* **EXERCISE DIRECTIONS**: What is needed here is an exact transcription of the entries that follow.

* **INFORMATION SUPPLIED**:
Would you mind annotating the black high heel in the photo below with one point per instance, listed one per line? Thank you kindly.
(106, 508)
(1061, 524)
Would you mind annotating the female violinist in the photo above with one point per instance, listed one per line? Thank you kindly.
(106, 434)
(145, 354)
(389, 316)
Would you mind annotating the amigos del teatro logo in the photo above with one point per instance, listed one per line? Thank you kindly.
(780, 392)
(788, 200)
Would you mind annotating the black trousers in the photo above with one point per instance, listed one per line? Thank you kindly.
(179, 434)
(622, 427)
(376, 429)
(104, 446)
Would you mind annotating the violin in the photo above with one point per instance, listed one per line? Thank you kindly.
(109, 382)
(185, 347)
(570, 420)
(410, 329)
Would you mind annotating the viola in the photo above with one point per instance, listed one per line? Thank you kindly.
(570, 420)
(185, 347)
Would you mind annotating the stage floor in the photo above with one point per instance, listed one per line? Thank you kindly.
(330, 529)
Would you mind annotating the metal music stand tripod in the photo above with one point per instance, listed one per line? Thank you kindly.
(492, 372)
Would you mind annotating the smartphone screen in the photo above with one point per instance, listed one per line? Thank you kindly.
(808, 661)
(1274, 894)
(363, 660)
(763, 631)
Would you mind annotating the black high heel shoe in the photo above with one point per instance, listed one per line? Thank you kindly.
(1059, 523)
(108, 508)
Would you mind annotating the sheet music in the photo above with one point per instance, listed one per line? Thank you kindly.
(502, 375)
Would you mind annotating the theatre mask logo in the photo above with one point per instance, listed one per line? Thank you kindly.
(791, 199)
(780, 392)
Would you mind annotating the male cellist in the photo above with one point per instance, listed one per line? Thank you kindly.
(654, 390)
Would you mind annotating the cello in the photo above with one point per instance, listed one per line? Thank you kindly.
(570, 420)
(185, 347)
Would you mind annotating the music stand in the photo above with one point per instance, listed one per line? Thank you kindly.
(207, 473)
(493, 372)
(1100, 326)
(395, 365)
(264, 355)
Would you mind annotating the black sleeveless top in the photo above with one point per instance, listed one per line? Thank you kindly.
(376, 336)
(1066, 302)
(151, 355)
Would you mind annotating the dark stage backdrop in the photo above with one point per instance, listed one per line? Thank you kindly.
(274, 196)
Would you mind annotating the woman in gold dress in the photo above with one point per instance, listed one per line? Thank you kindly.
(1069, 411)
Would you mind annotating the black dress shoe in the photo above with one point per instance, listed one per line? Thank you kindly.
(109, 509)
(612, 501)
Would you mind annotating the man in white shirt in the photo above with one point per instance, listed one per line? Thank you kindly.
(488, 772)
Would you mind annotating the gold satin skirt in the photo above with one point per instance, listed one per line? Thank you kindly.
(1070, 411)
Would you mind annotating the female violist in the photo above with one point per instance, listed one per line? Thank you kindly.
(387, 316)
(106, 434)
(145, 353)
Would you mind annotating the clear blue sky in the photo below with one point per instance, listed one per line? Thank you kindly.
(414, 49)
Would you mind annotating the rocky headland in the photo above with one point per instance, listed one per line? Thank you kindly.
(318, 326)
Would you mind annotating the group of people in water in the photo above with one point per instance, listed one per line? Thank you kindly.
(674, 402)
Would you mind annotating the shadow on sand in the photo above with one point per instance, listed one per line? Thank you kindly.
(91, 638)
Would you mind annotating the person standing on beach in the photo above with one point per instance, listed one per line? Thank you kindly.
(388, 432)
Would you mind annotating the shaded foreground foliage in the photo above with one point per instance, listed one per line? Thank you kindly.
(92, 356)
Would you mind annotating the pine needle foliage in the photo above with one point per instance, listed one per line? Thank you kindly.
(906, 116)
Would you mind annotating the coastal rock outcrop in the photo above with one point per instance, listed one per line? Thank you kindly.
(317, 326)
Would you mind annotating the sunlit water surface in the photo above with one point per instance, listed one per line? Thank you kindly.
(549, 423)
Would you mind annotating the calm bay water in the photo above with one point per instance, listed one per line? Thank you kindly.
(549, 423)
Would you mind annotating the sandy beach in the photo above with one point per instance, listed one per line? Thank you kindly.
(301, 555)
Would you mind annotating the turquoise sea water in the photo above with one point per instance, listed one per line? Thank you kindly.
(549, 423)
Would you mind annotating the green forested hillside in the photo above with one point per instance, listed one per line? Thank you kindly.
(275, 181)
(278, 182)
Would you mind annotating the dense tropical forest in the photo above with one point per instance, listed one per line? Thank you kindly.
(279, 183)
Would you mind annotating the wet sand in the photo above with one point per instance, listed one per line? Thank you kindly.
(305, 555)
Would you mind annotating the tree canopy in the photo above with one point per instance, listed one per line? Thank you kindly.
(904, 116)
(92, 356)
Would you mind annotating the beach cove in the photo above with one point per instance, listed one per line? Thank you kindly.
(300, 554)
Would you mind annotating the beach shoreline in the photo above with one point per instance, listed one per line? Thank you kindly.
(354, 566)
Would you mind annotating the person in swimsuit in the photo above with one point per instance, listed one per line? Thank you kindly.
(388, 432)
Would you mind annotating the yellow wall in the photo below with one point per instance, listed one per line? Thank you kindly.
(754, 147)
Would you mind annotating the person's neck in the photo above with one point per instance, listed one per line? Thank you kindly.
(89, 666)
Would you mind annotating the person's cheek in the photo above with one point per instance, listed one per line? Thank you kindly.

* **RESULT OF THIS EXERCISE**:
Would you mind annotating the black high heel in the photo below with one point per instance, listed one per line? Thank you kindly.
(106, 508)
(1061, 524)
Would you mind annotating the female violinist in the photo above with one point per instance, listed one per line? Thank you kindly.
(106, 434)
(145, 354)
(389, 316)
Would you mind annotating the amigos del teatro logo in the photo above with one point per instance, listed one per line? Thank you kindly.
(780, 392)
(788, 200)
Would you mind annotating the black trousers in the photo above with one point per instance, listed one per line? Thank you kindly.
(179, 434)
(622, 427)
(376, 429)
(104, 446)
Would you mind annotating the violin in the photo above with one point per instance, listed one per line? Thank you kindly.
(109, 382)
(185, 347)
(570, 420)
(410, 329)
Would you mind annotating the viola in the photo above with one point per instance, listed one per line? Thank you kindly.
(570, 420)
(185, 347)
Would you mind annotating the stage floor in the photo above with one point per instance, listed one per line? Thank you kindly.
(330, 529)
Would you mind annotating the metal music stand tripod in the photo above with one point per instance, listed one per line? Thank you kindly.
(492, 372)
Would you mind annotating the smartphone screen in the photo above with one point per instance, listed one per line? Thank you kindly.
(808, 661)
(1274, 894)
(363, 660)
(763, 631)
Would you mind annotating the black high heel shoe in the photo above with one point per instance, listed one per line? Thank you kindly.
(1059, 523)
(108, 508)
Would you mind annotating the sheet music in the photo above with one point per instance, listed one per line? Thank you kindly.
(502, 375)
Would you mind annotating the theatre mask logo in the photo above with one point per instance, listed one per line? Thank you kindly.
(791, 199)
(780, 392)
Would you mind annotating the male cellist in the photo above with one point per instance, listed one per line? Thank you kindly.
(654, 390)
Would you mind annotating the cello in the photo above with one point per instance, listed one per line? Thank you kindly.
(570, 420)
(185, 347)
Would you mind annotating the music stand in the photo above with one point per instance, listed one per line? Thank you kindly.
(207, 473)
(493, 372)
(1100, 326)
(395, 365)
(264, 355)
Would you mind annotating the black sleeveless top in the photo above with one point per instance, listed one per line? Thank you kindly.
(376, 336)
(1066, 302)
(151, 355)
Would you mind annotating the dark stage backdrop in the photo above with one point per instance, listed one per line? Thank you kindly.
(274, 196)
Would you mind annotating the woman in gold dress in the photo above with one point per instance, listed one per line? Thank you kindly.
(1069, 411)
Would you mind annotating the black dress shoe in the photo above with one point per instance, listed one per line? Thank you kindly.
(109, 509)
(612, 501)
Would you mind annotating the man in white shirt in the photo above with one point per instance, listed one per line? Thank you kindly.
(488, 772)
Would you mind annotating the gold satin skirt in the photo above with one point per instance, listed one per line? Thank you kindly.
(1070, 411)
Would you mind annotating the female violist in the photo above with one point per instance, listed one per line? Thank you kindly.
(387, 316)
(106, 434)
(145, 353)
Would you mind annotating the clear blue sky in the photo below with one point per instance, listed one per line? Thank you kindly.
(414, 49)
Would you mind annotating the rocky headland in the photo above with one point per instance, listed one per line? Thank you kindly.
(318, 326)
Would you mind annotating the group of people in water in the photo above with one point per instance, listed one per line? Thank you kindly.
(674, 402)
Would you mind annotating the shadow on sand in the photo above with one point per instance, listed one per line? Thank you kindly.
(91, 638)
Would you mind annotating the person standing on beach in the photo above with one point per instance, listed one per line? Thank you kindly.
(388, 432)
Would you mind annotating the shaded foreground foliage in the photo above with one point per instance, listed one per line? Thank you kindly.
(92, 356)
Would you mind annotating the pine needle foliage in the photo above with one point per instance, listed one per line? Thank you kindly.
(906, 116)
Would you mind annotating the coastal rock outcrop in the photo above with one point per instance, listed one per line? Thank you kindly.
(317, 326)
Would you mind annotating the sunlit water surface in the photo above with one point per instance, listed one per line? Thank you kindly.
(549, 423)
Would you mind annotating the calm bay water in the photo above with one point per instance, listed one per line? Thank you kindly.
(549, 423)
Would you mind annotating the sandy beach in the photo above with one point per instance, listed one per line? Thank you kindly.
(301, 555)
Would you mind annotating the turquoise sea water in the photo above with one point per instance, listed one per line? Thank you kindly.
(549, 423)
Would you mind annotating the green forested hillside in the photo above with one point per instance, listed one per line? Thank you kindly.
(275, 181)
(278, 182)
Would you mind annotating the dense tropical forest in the photo above with one point per instance, listed one per line? Thank you kindly.
(279, 183)
Would you mind annotating the wet sand in the photo above with one point per instance, listed one per line? Thank you kindly.
(305, 555)
Would you mind annotating the tree canopy in the photo above with one point per instance, listed one per line? Thank you kindly.
(904, 116)
(92, 356)
Would you mind annotating the beach cove in the photo above with one point per instance, listed one per line? Thank you kindly.
(300, 554)
Would you mind annotating the beach shoreline in the photo above with one point per instance, listed one per line? Thank you kindly.
(354, 566)
Would you mind annotating the person in swimsuit in the photo above with one point per instance, listed one per line? Thank you kindly.
(388, 432)
Would you mind annotating the yellow wall in the photo below with one point per instance, listed one per line? Thank you kindly.
(754, 147)
Would you mind annotating the person's neck in the photo above with one point per instance, listed one per line? Thank you kindly.
(89, 666)
Would you mind annotating the person's cheek in the photo above with one point per instance, listed one per line? Thank you kindly.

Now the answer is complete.